AIM OF THE EXERCISE: With the line containing "Query: blue backpack" as the starting point, write out each line exactly through the final line of the listing, both ends included.

RECORDED DATA:
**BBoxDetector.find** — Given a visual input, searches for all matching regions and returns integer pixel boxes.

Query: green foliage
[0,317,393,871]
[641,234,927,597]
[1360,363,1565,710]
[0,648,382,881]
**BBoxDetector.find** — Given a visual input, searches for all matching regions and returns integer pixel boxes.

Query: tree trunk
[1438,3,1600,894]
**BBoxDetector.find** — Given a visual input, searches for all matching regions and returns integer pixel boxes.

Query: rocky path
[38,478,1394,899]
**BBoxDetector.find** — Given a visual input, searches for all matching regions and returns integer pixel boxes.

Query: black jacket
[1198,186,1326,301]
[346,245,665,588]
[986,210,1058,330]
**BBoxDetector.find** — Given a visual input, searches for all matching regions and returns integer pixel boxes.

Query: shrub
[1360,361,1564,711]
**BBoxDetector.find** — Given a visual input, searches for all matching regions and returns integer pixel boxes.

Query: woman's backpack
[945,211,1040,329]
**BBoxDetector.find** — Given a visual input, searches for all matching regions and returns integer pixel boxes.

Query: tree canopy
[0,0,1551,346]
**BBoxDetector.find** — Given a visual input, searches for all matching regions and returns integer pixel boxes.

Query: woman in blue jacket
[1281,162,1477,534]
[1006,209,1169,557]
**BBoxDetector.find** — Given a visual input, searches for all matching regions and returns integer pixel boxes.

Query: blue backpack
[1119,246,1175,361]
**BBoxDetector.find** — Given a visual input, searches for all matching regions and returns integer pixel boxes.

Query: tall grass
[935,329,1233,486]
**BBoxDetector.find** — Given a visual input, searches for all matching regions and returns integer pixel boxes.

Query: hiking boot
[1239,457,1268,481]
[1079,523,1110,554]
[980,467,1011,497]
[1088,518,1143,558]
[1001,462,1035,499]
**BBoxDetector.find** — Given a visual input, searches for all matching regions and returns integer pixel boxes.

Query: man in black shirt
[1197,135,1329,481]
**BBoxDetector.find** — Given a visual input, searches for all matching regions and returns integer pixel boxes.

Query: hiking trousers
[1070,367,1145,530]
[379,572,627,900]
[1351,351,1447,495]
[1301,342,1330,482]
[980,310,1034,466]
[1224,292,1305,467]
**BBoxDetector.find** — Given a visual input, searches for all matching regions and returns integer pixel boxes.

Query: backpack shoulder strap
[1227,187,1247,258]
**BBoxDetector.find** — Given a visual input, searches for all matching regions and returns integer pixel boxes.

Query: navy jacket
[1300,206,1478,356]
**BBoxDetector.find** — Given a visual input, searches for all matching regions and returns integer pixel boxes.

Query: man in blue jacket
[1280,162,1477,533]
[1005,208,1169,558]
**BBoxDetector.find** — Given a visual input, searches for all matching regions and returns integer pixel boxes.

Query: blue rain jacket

TASK SOLUTION:
Query: blue backpack
[1119,246,1175,361]
**BBoxDetector.find** — Given a visual input, searches for all matching regions and returns integer pixel boxes.

Query: tall grass
[935,329,1233,486]
**BBoxDetector.find** — Given a visual input, searches for all matching regions and returns integer pixel boxes.

Query: hiking boot
[1239,457,1268,481]
[1079,523,1110,554]
[980,467,1011,497]
[1088,518,1143,558]
[1001,462,1035,499]
**BBoxDetector.find** — Given a visual input, searches for all matching regions and returns integer pixel boxes.

Query: man in black shirt
[1197,135,1329,481]
**BBoxDetector.find** — Given a visual input, searches for all matching regions and returns integer pixel boxes.

Query: hiking trousers
[1070,367,1145,530]
[379,572,627,900]
[1351,351,1447,495]
[1301,342,1330,482]
[980,310,1034,466]
[1224,292,1305,467]
**BBoxDetector.find** — Given a visual input, searches for all matching regions and returns integer pixel boxes.

Query: backpack shoulder strap
[1227,187,1247,258]
**BBoxDetector.find** — Given a visual input, searches for all matching regions and returns integer pixel boxes.

Query: navy jacket
[1300,206,1478,356]
**BBoxDetector.find** — Given a visual input, searches for all matching regions and returns integer pixel boxes.

Query: man in blue jacket
[1280,162,1477,533]
[1005,208,1169,558]
**BBoxDetector.find** — Given a visual input, searches for all matching regions and returns integer pixel boxes.

Query: blue rain jacket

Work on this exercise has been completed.